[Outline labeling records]
+ + + +
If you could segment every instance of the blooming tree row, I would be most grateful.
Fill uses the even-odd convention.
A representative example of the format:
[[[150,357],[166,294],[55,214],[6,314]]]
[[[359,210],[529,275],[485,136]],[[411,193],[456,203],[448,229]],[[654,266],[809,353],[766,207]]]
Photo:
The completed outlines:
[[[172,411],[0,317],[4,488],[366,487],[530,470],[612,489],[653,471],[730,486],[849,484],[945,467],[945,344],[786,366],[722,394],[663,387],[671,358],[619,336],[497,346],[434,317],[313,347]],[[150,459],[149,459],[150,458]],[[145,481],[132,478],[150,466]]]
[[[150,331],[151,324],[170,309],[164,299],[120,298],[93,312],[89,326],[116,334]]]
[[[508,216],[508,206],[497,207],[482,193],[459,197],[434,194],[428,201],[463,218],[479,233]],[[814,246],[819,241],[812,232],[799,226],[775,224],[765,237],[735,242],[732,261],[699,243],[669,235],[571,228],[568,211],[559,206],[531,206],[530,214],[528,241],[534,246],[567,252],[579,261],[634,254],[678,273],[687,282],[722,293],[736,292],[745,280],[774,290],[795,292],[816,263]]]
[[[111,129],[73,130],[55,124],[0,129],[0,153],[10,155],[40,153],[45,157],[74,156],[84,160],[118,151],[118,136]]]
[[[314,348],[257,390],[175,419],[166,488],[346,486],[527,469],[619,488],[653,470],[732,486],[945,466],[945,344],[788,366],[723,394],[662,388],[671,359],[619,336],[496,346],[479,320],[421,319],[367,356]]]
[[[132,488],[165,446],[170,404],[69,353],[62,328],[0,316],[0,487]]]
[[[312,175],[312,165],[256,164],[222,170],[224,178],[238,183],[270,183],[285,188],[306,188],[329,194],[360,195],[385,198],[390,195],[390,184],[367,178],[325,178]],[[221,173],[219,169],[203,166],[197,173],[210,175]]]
+ + + +
[INSTRUCTIONS TO FOLLOW] Retype the listing exactly, in full.

[CORRECT ANSWER]
If you could segment every instance of the blooming tree row, I would be most grateful.
Fill uses the even-odd convention.
A representative example of the format:
[[[150,357],[166,294],[55,214],[6,314]]]
[[[359,210],[529,275],[485,136]],[[411,193],[456,203],[448,229]],[[654,266],[809,353],[766,207]]]
Photo:
The completed outlines:
[[[172,411],[0,317],[4,488],[366,487],[530,470],[612,489],[653,471],[730,486],[849,484],[945,467],[945,344],[786,366],[722,394],[663,387],[671,358],[619,336],[497,346],[434,317],[313,347]],[[150,459],[149,459],[150,458]],[[145,481],[132,478],[150,466]]]
[[[150,331],[151,324],[170,309],[164,299],[120,298],[93,312],[89,326],[116,334]]]
[[[508,216],[508,206],[497,207],[482,193],[459,197],[434,194],[428,201],[463,218],[479,233]],[[814,246],[819,241],[812,232],[799,226],[775,224],[765,237],[735,242],[732,261],[699,243],[669,235],[571,228],[568,211],[559,206],[531,206],[530,214],[528,241],[534,246],[567,252],[579,261],[634,254],[678,273],[687,282],[722,293],[736,292],[745,280],[774,290],[795,292],[816,263]]]
[[[111,129],[73,130],[55,124],[0,129],[0,153],[10,155],[40,153],[45,157],[74,156],[84,160],[118,151],[118,136]]]
[[[314,348],[257,390],[175,419],[166,488],[346,486],[527,469],[619,488],[653,470],[732,486],[945,466],[945,344],[788,366],[723,394],[662,388],[671,359],[619,336],[496,346],[479,320],[421,319],[367,356]]]
[[[132,488],[165,446],[170,404],[69,353],[62,328],[0,316],[0,487]]]
[[[312,175],[312,165],[256,164],[222,170],[224,178],[238,183],[270,183],[285,188],[306,188],[329,194],[360,195],[385,198],[390,195],[390,184],[367,178],[325,178]],[[221,173],[219,169],[203,166],[197,173],[210,175]]]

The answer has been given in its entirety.